GIVEN REQUEST: Please rewrite the items below, replacing each "Annotation task" with "Labeling task" and leaving everything else unchanged.

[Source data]
......

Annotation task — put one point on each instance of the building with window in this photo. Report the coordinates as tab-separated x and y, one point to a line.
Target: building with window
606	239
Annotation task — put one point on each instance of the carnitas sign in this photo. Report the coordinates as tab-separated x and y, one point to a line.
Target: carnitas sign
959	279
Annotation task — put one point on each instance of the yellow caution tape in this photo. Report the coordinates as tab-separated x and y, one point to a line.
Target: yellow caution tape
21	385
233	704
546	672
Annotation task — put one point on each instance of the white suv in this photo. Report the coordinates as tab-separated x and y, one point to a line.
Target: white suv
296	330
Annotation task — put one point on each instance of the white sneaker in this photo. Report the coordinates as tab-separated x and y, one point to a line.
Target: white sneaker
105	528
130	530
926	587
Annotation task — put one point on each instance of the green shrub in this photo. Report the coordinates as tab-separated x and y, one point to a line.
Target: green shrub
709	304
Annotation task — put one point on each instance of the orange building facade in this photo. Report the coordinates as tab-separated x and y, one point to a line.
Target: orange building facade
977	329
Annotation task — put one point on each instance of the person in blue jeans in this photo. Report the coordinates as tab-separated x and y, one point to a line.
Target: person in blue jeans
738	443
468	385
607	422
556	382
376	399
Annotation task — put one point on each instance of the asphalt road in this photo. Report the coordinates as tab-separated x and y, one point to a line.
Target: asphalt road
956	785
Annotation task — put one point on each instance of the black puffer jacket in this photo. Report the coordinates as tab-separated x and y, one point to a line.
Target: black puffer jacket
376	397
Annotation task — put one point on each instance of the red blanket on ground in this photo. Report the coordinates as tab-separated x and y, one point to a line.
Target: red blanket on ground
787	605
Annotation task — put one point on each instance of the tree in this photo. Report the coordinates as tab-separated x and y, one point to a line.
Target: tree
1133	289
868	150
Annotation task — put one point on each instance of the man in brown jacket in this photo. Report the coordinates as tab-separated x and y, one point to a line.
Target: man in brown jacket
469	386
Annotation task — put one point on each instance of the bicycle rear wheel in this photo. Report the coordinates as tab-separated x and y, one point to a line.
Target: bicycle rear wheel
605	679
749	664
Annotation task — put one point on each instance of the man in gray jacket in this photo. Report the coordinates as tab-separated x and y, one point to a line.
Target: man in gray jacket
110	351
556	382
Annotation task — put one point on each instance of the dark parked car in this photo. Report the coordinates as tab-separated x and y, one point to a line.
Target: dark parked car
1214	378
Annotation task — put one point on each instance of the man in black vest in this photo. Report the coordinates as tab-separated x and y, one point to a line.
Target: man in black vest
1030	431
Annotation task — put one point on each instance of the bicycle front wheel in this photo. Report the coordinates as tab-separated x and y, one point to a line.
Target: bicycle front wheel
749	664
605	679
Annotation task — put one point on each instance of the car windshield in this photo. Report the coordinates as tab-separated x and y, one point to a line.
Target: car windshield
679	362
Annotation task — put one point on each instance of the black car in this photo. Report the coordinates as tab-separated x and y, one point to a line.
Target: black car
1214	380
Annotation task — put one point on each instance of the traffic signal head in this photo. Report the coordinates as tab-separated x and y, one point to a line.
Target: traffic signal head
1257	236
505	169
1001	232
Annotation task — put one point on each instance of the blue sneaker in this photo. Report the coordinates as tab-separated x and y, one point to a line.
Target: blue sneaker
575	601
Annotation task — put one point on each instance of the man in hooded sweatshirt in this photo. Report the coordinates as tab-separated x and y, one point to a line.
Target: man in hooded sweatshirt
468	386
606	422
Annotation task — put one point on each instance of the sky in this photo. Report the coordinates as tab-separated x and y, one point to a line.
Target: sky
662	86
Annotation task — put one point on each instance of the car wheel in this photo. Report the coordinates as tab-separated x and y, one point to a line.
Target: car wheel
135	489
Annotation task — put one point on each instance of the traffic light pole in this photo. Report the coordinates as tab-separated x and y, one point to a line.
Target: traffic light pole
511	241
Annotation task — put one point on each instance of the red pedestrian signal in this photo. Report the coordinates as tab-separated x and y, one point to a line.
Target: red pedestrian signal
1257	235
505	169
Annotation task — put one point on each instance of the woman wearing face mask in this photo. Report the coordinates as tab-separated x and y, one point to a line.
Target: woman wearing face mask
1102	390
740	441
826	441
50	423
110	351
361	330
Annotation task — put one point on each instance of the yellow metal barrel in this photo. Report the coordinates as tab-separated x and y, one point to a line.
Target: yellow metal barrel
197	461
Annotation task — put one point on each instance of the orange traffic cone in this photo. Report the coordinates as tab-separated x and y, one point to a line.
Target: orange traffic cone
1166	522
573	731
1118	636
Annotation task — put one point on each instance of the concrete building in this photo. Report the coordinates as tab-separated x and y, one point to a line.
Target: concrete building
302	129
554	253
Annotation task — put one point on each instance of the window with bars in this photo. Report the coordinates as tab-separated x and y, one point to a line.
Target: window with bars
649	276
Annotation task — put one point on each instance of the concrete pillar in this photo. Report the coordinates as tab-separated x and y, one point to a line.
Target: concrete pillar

......

COMPLETE OUTPUT:
Labeling task — put one point on each instance of the building with window in this photo. Report the coordinates as tab-separated x and y, one point to a line.
Target: building with window
606	239
Labeling task — put one point on each instance of the carnitas sign in this photo. Report the coordinates as tab-separated x and y, one point to a line.
Target: carnitas sign
959	279
Labeling task — put one point on each instance of the yellow caution tape in this photo. Report the coordinates as tab-separated x and y, one point to a line.
Target: yellow caution tape
21	385
233	704
546	672
Labeling task — put one point on each instance of the white suv in this photo. Report the coordinates as tab-separated x and y, one point to a line.
Target: white suv
296	330
Labeling task — put one point on each instance of the white sneaker in this photo. Report the coordinates as tab-separated x and y, one point to a line.
Target: white sneaker
105	528
130	530
926	587
Labeling task — put one point on each instance of the green shrub in this photo. Report the coordinates as tab-separated x and y, one point to a line.
Target: green shrub
709	304
Labeling task — put one point on each instance of the orange building facade in this photo. Report the coordinates as tab-separated x and y, one point to a line.
Target: orange building facade
977	329
Labeling task — put one point on each instance of the person in blue jeans in this photo. Report the coordinates as tab-separated x and y, one point to a line.
Target: person in blue jeans
738	443
468	385
607	422
556	382
376	399
Labeling task — put one point on each instance of the asphalt road in this photo. Report the coordinates as tab-separated x and y, one point to a line.
Target: asphalt road
956	785
Labeling task — put one point on each instance of the black puffer jacket in this photo. Report the coordinates as tab-separated x and y, one point to a line.
Target: black puffer jacket
376	397
Labeling task — put one point on each instance of the red blanket on ground in this photo. Report the coordinates as tab-separated x and y, one point to a line.
Target: red blanket on ground
787	605
Labeling task — put one point on each instance of the tree in this photo. Report the coordinates as tab-separated x and y, one point to a line.
Target: tree
1133	289
868	150
Labeling task — put one point on each instance of the man in brown jacket in this photo. Report the coordinates as tab-separated x and y, one point to a line.
Target: man in brown jacket
469	386
Labeling task — put one point on each instance of the bicycle rear wheel in this photo. Report the coordinates as tab-separated x and y, one point to a line.
Target: bicycle rear wheel
605	679
749	664
Labeling task — put one point on each instance of the man in gray jacket in this photo. Report the coordinates as tab-separated x and y, one point to a line.
Target: man in gray jacket
110	351
556	382
Labeling task — put one point on each instance of the dark parked car in this photo. Report the coordinates as tab-separated x and y, one point to a line.
Target: dark parked car
1214	378
Labeling task — put one point on each instance of the man in black vest in this photo. Report the coordinates as tab-separated x and y, one point to a line.
Target: man in black vest
1030	431
Labeling task — put one point on each instance of the bicycle front wheel in this photo. Report the coordinates as tab-separated x and y, one point to a line.
Target: bicycle front wheel
749	664
605	679
Labeling task — put one point on each instance of the car windshield in this photo. Report the coordinates as tab-separated x and y, one point to a line.
Target: car windshield
679	362
Labeling task — put one point on each instance of the black car in this photo. Report the coordinates as tab-separated x and y, one point to a line.
Target: black car
1214	380
Labeling task — put one point on each instance of the traffic signal head in this photo. Report the coordinates as tab-separated x and y, one point to a line.
Target: traffic signal head
1257	236
505	169
1001	232
Labeling task — put one point on each instance of the blue sneaker in this photo. Report the coordinates as tab-separated x and y, one point to a line.
Target: blue sneaker
575	601
Labeling task — put one point on each instance of the man in hooded sweatshirt in this photo. Report the coordinates as tab-separated x and y, one point to a line.
Target: man in hooded sweatshirt
468	386
606	422
Labeling task — put one point on each instance of the sky in this photo. Report the coordinates as tab-separated x and y, one point to a line.
Target: sky
662	86
Labeling task — put one point on each instance of the car wheel in this photo. Report the coordinates as tab-separated x and y, one point to a line.
Target: car wheel
135	489
Labeling task — put one point on each instance of the traffic light pole in this photo. Report the coordinates as tab-separated x and y, one point to a line.
Target: traffic light pole
511	241
Labeling task — put one point on each instance of the red pedestrian signal in this photo. Report the coordinates as tab-separated x and y, one point to a line.
Target: red pedestrian signal
1257	235
505	169
Labeling task — put one point on each instance of the woman wearing face mask in this photo. Report the coordinates as tab-separated x and y, one point to a line.
Target: woman wearing face mask
1102	390
740	441
826	441
50	423
110	351
361	330
Labeling task — put one point on each instance of the yellow metal barrel in this photo. Report the coordinates as tab-separated x and y, one point to a line.
Target: yellow metal barrel
197	461
Labeling task — put one point on each instance of the orange traffic cone in this photo. Report the coordinates as tab-separated x and y, one point to a line.
Target: orange traffic cone
1166	522
573	731
1118	636
Labeling task — put one point on each instance of the concrete building in this photo. Report the coordinates as tab-separated x and y, one point to a line.
Target: concrete building
302	129
554	253
Labeling task — put one point on each instance of the window with bars in this photo. Report the coordinates as tab-separated x and y, one point to a line.
Target: window with bars
649	276
Labeling task — put one point on each instance of the concrete pillar in this photo. Report the coordinates as tab-separated x and y, one point to a line.
Target: concrete pillar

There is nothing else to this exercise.